TEXTO DE ORIGEM:
──────────────────────────────
Embora o PL tenha o condão de melhorar as condições para os recursos tributários administrativos, à medida que amplia a segurança jurídica e diminui a possibilidade de judicialização de casos que poderiam ser resolvidos na esfera administrativa, a Fazenda Paulista vê inconstitucionalidade no PL pelo fato de o texto prever que a administração pública possa deixar de aplicar normas vigentes.

A seguir, Coimbra detalha aspectos importantes do PL 367/20 e do funcionamento do TIT.

 

Está em tramitação na Assembleia Legislativa do Estado de São Paulo (Alesp) um projeto de lei para vinculação do que determina o Tribunal de Impostos e Taxas (TIT) a decisões já proferidas no Judiciário. De maneira sucinta, o que é e como funciona o TIT?

É o órgão análogo, em âmbito estadual paulista, ao Conselho Administrativo de Recursos Fiscais (Carf) em âmbito federal. Está vinculado à estrutura da administração tributária da Secretaria da Fazenda do Estado de São Paulo e desempenha relevante papel no processo administrativo tributário estadual, sendo o órgão julgador em segunda instância administrativa dos litígios fiscais envolvendo o fisco e os contribuintes. É responsável pelo controle interno de legalidade dos atos administrativos de cobrança de tributos (dito lançamento), devendo validar ou cancelar as autuações fiscais, sempre que provocado pelos contribuintes.

Em linhas gerais, o que estabelece esse PL?

O PL altera a Lei estadual 13.457, de 18 de março de 2009. Essa lei dispõe sobre o processo administrativo tributário, e, dentre outras prescrições, acrescenta novas hipóteses em que os membros do TIT deverão, obrigatoriamente, seguir a jurisprudência consolidada no Judiciário, adequando o processo administrativo tributário estadual à realidade implementada pelo Código de Processo Civil, promulgado em 2015, o qual fortaleceu o sistema de precedentes e a necessidade de coerência entre decisões.
──────────────────────────────
INSTRUÇÃO DADA A: Redigite sem alterações as linhas dos registros que vão da linha com "of the flower" até a linha com "[[153, 173], [20, 237], [4, 181]]", incluindo as duas.
O texto e os registros não têm relação entre si.

Linhas de um conjunto de dados
──────────────────────────────
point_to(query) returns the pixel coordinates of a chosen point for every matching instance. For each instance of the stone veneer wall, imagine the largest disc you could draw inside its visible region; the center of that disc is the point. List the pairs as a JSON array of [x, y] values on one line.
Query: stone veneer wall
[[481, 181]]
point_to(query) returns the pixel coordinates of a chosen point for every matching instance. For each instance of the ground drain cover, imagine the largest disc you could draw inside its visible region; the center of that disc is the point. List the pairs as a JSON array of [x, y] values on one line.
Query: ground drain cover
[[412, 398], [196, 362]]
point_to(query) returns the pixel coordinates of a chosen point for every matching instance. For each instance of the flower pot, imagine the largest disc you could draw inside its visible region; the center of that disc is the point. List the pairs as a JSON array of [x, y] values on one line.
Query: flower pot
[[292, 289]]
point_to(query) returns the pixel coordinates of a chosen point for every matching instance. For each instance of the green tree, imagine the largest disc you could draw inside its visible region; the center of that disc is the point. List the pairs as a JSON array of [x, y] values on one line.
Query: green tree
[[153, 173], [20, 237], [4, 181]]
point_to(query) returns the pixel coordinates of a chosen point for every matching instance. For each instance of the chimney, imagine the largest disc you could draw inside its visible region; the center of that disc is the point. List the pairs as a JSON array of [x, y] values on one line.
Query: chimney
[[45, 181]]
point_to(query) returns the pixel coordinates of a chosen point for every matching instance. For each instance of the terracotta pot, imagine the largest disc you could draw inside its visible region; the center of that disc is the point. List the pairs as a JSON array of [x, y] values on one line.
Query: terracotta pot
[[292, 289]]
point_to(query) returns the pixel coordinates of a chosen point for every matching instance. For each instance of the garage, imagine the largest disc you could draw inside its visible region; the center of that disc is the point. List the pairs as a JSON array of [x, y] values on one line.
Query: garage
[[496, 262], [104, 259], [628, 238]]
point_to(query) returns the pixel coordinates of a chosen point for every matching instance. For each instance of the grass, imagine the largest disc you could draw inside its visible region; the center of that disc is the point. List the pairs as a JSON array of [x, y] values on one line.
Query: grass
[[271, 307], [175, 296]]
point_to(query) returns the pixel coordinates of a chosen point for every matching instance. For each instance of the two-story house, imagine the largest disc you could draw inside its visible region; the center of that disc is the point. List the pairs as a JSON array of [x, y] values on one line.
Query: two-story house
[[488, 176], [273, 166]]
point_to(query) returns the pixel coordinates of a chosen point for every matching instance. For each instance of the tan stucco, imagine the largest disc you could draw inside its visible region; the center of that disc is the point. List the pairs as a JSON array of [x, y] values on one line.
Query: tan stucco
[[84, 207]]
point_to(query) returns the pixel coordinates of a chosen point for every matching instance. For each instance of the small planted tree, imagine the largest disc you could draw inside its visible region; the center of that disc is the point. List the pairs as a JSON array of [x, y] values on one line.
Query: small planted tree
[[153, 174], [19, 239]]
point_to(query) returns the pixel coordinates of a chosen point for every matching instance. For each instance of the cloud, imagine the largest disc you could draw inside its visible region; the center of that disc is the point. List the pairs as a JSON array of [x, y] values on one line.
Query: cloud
──────────────────────────────
INSTRUÇÃO DADA B: Dê continuidade ao texto sobre o PL 367/20 e o TIT a partir do ponto em que ele termina.

RESPOSTA FINAL A:
point_to(query) returns the pixel coordinates of a chosen point for every matching instance. For each instance of the flower pot, imagine the largest disc you could draw inside its visible region; the center of that disc is the point. List the pairs as a JSON array of [x, y] values on one line.
Query: flower pot
[[292, 289]]
point_to(query) returns the pixel coordinates of a chosen point for every matching instance. For each instance of the green tree, imagine the largest disc you could draw inside its visible region; the center of that disc is the point. List the pairs as a JSON array of [x, y] values on one line.
Query: green tree
[[153, 173], [20, 237], [4, 181]]

RESPOSTA FINAL B:
Atualmente, o afastamento da aplicação de uma lei pelos membros do TIT só pode ser justificado em duas hipóteses, previstas no artigo 28 da Lei estadual 13.457/09: em decisão proclamada em sede de ação direta de inconstitucionalidade; por decisão definitiva do STF, em via incidental, desde que o Senado Federal tenha suspendido a execução do ato normativo.

Extrai-se da íntegra do PL e de sua justificativa que a essas hipóteses se somarão outras quatro que os membros do TIT não poderão contrariar, quais sejam: enunciado de súmula do STF em matéria constitucional e do Superior Tribunal de Justiça (STJ) em matéria infraconstitucional; orientação do plenário ou do órgão especial do Tribunal de Justiça do Estado de São Paulo (TJ-SP); acórdão do TJ-SP em incidente de assunção de competência ou de resolução de demandas repetitivas; e acórdão proferido pelo STF e pelo STJ em julgamento de recursos extraordinário e especial repetitivos.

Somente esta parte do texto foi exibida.